Begin Selected excerpt
The warp has two strands threaded as one throughout. They alternate throughout the warp: two strands of 30/2 sik, one strand of 20/2 unmercerized cotton/one strand of 20/2 mercerized cotton.

I am getting fuzzy "handcuffs" on the warp yarns behind the reed. They're not binding the warp yarns together (at least, not yet) but they are working their way into the fabric, producing unsightly "fuzzies" that are nearly impossible to remove.

I know why they're forming - the reed is abrading the densely sett warp yarns and producing lint, which attaches itself to the warp yarns as fuzzies.

But I'm wondering whether just one of the warp yarns (the unmercerized cotton, perhaps?) is likely the culprit, and replacing the warp yarn will fix it or whether it's a generic problem with the sett.

The problem is that this is a sample warp for a bigger piece, but because I was sampling for color, I'm sampling at a different sett and with doubled-up yarns rather than with the final sett and yarns. I have a pair of 20-yard warps already wound and ready for dyeing, but if I'm going to get fuzzies with that one as well, I'd rather find that out before spending 60 hours dyeing/beaming/tying on 2,640 threads.

So I'm wondering: does fiber content and twisting affect the inclination of a warp to produce "fuzzies" or is it mostly a product of density in the reed? And how does one predict in advance which yarns will produce fuzzies and which won't?
End Selected excerpt
Begin Listed entries
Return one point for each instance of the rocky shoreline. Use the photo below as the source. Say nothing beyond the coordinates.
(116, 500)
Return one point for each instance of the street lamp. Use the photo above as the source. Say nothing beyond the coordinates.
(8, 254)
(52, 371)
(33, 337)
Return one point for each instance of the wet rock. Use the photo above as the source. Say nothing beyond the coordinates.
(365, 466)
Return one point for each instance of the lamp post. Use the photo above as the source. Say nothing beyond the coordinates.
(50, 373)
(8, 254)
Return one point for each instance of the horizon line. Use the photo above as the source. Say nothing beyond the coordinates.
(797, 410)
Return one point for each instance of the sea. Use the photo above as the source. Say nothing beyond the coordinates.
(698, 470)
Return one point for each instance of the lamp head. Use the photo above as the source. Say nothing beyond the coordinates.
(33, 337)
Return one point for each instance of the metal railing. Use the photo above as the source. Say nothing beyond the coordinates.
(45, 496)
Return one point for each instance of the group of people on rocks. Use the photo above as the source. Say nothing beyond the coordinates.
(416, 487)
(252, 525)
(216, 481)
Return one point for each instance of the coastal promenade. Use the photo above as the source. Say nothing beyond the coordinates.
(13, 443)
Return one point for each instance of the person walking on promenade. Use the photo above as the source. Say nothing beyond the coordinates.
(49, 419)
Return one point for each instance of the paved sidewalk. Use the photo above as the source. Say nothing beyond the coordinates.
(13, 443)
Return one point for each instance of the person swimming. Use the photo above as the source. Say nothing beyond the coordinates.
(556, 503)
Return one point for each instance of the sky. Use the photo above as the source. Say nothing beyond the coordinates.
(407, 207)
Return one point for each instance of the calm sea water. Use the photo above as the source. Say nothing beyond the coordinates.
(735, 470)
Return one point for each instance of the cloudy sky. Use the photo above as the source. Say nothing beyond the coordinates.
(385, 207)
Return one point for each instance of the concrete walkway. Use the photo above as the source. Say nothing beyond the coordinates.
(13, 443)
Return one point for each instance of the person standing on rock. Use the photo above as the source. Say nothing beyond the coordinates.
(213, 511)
End Listed entries
▶ **Required tasks**
a - List the activities that the post about fuzzy warp yarns says would take 60 hours.
b - Write the next part of the post about fuzzy warp yarns, continuing after its final sentence.
These records were drawn from a separate source.

▶ **Task-by-task results**
a -
- Dyeing
- Beaming
- Tying on

b -
Tien

Learn to design gorgeous, colorful handwoven cloth from an expert weaver!




margcoe
 

Tien
What’s the denting of the reed? I know for plain weave double weave, Paul tried to have 4 or a multiple of 4 ends in a dent. That wasn’t always possible.

Marg


Tien Chiu
 

On Mon, May 25, 2020 at 7:30 AM margcoe <coe@...> wrote:
Tien
What’s the denting of the reed? I know for plain weave double weave, Paul tried to have 4 or a multiple of 4 ends in a dent. That wasn’t always possible.

It's a 15-dent reed, so there are 4 heddles' worth of ends (8 ends, but they're doubled) passing through each dent.

Tien


margcoe
 

Is each yarn being carried separately in a heddle, or are the two, that create one working end, sharing a heddle?

Marg

-------- Original Message --------
Subject: Re: [weavetech] Fuzzies behind the reed
From: "Tien Chiu" <tienchiu@...>
Date: Mon, May 25, 2020 7:33 am
To: weavetech@groups.io

On Mon, May 25, 2020 at 7:30 AM margcoe <coe@...> wrote:
Tien
What’s the denting of the reed? I know for plain weave double weave, Paul tried to have 4 or a multiple of 4 ends in a dent. That wasn’t always possible.

It's a 15-dent reed, so there are 4 heddles' worth of ends (8 ends, but they're doubled) passing through each dent.

Tien


Doreen McLaughlin
 

            The fuzz comes from: ply, thickness, processing, and the weather. Loosely plied yarn will fuzz and felt much easier than tightly plied yarn. Singles will fuzz faster than two-ply yarn. With thick-and-thin yarn such as flake cotton, it is the thick portion that will fuzz first. Mercerization and, for wool oiling, is to minimize fuzz in commercial processing of yarn. Unmercerized cotton yarn will handcuff much faster than mercerized cotton yarn. Lastly, static electricity between the ends in a warp, especially silk, will lead to an invisible handcuff.

            Be sure to clean out the fuzz whenever you can as fuzz is an excellent place for baby bugs to nest.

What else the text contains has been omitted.